Required work ::
1. Please condense the paragraph of the text on non-Muslims in Muslim societies that begins "Most written constitutions of Muslim states" into a short bulleted list that keeps its main facts.
2. Gather every line of the entries that contains the word "catcher".

··· Selected text

In the nineteenth century, European influence and expansion, internal, migration, social differentiation, and cultural change began to affect the dhimmis’ legal status, communal organization, and place in society. The Ottoman reform edicts of the Tanzimat period (issued in 1839 and 1856) proclaimed the principle of legal equality between Muslims and non-Muslims and replaced the jizyah by general conscription or the payment of an exemption tax (bedel-i asker). Religious personal-status law as a powerful marker of communal separateness, however, was retained. Within the Ottoman and Persian empires, European powers assumed the role of protector of specific religious communities. Individual Christians and Jews managed to benefit from increased educational and economic opportunities, gaining access to legal protection (foreign passports) and privilege (under the system of capitulations). Within the various communities, a rising commercial and professional middle class began to challenge the rule of the clergy and notables. The communities as a whole broke out of the place assigned to them under the old order. But socio-cultural change and closer contact also resulted in growing friction and competition, occasionally exploding in intercommunal violence. Even among the cosmopolitan elites, the vertical element of religious and ethnic identification became increasingly superseded but never fully supplanted by the horizontal element of social class.
The role of non-Muslims as intermediaries facilitated their economic advancement, but it also exposed them as dependents -- not any longer on the Muslim ruler, but on the colonial system. The rise of nationalism made their position difficult, if not untenable. When religious and ethnic affiliation tended to merge, religious communities could be transformed into nations, and millets turned into minorities. Although certain nationalsit movements, such as the Wafd in Egypt or Congress in India, attempted to overcome religious divisions and to unite Muslims, Christians, Jews, or Hindus under the banner of national unity, the tie between nationalism and religion was never entirely dissolved. It became more marked in the course of wht has been widely termed the assertion, or surge, of political Islam that since the 1970s made itself felt in the entire Muslim world.
Most written constitutions of Muslim states now confirm the principle of equality of all citizens irrespective of religion, sex, and race. At the same time, however, they usually declare Islam to be the state religion and the shari‘a (the divine law) the principal (or even exclusive) source of legislation. In most cases, the head of state must be a (male) Muslim. In some countries, such as Lebanon, Jordan, or the Islamic Republic of Iran, non-Muslim and other minority groups are guaranteed a fixed share of seats in representative political bodies.
Given the fact that at least as far as constitutional theory is concerned, the principle of equality has been generally accepted, much of the contemporary debate about the status of non-Muslims in the ideal islamic order has a certain ring of unreality. Individual thinkers, groups, and activists have adopted widely divergent views. Certain militant Islamic groups, such as al-Jihad in Egypt, advocate hostile suspicion toward non-Muslims and the re-imposition of the dhimmah regulations. They refer themselves to the medieval scholar Ibn Taymiyah (d. 1328), who conditioned the toleration of non-Muslims on their utility to the Muslim community, and to the Indo-Pakistani activist Abu al-A‘la Mawdudi (1903-1979) and the Egyptian Muslim Brother Sayyid Qutb (1906-1966). They also engage in physical violence that is aimed at the regimes in power as much as at the minorities attacked.

······
··· Supplied data

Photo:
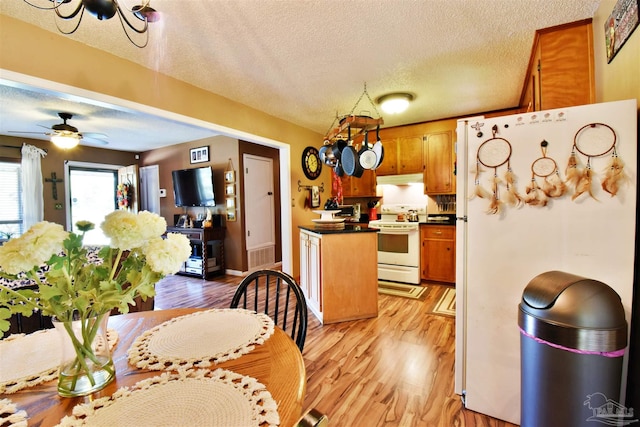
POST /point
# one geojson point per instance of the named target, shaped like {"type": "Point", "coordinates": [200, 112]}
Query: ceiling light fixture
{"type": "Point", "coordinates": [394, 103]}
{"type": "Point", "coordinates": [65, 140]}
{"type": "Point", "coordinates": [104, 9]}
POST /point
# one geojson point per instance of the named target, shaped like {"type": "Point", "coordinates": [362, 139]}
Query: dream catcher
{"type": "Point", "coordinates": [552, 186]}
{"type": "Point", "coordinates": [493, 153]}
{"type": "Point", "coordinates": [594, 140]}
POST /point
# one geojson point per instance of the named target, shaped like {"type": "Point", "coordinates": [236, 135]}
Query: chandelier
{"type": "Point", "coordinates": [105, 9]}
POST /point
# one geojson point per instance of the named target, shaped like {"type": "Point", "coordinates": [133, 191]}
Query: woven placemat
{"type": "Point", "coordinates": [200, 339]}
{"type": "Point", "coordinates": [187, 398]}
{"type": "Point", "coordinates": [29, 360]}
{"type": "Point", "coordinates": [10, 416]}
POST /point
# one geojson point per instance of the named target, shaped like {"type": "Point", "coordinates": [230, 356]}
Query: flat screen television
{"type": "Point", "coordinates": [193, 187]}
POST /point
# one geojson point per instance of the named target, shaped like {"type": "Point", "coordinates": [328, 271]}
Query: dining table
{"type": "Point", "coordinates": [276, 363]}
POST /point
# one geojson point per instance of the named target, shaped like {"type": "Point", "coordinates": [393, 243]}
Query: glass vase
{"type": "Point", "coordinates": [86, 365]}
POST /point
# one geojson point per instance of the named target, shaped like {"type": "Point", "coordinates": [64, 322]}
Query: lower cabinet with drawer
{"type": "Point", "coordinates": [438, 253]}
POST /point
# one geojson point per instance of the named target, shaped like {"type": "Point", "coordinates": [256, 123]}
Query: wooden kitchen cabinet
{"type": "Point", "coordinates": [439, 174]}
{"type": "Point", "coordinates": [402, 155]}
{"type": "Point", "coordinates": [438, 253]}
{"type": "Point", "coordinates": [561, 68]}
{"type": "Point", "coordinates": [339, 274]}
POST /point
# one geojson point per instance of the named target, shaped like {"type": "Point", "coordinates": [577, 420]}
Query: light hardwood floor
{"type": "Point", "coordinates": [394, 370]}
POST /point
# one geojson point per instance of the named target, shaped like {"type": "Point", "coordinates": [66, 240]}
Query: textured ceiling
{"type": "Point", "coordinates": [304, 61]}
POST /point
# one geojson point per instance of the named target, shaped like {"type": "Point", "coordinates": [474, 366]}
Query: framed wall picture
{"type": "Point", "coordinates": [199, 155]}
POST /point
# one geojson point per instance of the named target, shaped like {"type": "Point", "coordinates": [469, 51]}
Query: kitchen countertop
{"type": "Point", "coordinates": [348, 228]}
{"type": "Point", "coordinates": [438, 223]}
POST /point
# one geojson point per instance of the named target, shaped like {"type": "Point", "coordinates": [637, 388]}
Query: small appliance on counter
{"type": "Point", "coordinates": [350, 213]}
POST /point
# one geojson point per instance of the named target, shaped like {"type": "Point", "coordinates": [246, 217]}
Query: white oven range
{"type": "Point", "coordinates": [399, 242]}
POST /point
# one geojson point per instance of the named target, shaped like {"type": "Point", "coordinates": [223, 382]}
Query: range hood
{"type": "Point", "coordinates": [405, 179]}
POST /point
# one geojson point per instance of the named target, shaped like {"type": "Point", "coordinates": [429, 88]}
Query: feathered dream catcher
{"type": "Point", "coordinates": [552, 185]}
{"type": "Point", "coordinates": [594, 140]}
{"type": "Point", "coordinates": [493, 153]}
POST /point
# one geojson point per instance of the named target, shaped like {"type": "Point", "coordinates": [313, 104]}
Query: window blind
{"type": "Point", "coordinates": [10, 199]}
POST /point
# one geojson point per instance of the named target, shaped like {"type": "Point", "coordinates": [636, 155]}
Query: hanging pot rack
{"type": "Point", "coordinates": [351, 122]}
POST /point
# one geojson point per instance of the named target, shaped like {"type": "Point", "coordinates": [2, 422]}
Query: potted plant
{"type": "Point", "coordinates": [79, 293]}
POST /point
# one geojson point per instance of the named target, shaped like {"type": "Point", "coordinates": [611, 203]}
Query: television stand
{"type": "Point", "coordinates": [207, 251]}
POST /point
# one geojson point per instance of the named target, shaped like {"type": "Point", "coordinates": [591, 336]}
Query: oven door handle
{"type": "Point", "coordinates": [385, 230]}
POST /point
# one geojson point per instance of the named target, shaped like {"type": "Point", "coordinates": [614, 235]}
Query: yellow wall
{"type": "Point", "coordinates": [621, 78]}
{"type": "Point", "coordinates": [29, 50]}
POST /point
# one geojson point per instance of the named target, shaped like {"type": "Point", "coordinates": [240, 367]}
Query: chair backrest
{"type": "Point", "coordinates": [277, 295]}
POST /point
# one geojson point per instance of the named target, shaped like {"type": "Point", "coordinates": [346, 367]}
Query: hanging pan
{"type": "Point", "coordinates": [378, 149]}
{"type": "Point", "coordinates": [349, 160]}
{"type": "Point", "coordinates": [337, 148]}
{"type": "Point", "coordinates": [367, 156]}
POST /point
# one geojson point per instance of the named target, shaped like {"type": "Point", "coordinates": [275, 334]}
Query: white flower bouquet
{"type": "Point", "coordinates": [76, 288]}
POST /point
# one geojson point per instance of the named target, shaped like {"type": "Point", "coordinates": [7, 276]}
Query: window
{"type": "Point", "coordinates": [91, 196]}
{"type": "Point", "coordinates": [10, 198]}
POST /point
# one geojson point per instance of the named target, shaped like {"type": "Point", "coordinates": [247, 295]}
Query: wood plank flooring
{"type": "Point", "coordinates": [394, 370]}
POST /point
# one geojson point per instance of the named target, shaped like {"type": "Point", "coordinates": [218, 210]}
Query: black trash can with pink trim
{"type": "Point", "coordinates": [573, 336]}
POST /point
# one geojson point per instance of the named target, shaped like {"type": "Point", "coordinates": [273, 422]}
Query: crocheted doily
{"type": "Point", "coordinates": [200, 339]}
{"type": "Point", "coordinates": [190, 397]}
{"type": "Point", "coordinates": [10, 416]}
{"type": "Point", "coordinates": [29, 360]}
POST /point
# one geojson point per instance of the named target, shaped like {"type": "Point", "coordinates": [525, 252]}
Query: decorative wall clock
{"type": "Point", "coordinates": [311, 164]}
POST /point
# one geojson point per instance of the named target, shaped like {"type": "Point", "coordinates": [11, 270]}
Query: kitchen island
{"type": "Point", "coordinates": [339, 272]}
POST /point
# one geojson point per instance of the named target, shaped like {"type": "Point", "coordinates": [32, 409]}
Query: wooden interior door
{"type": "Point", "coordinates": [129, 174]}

······

Solutions to the exercise ::
1.
- Most written constitutions of Muslim states confirm the equality of all citizens regardless of religion, sex, and race.
- They usually also declare Islam the state religion and the shari‘a (the divine law) the principal, or even exclusive, source of legislation.
- In most cases, the head of state must be a male Muslim.
- Some countries, such as Lebanon, Jordan, and the Islamic Republic of Iran, guarantee non-Muslim and other minority groups a fixed share of seats in representative political bodies.

2.
Query: dream catcher
Query: feathered dream catcher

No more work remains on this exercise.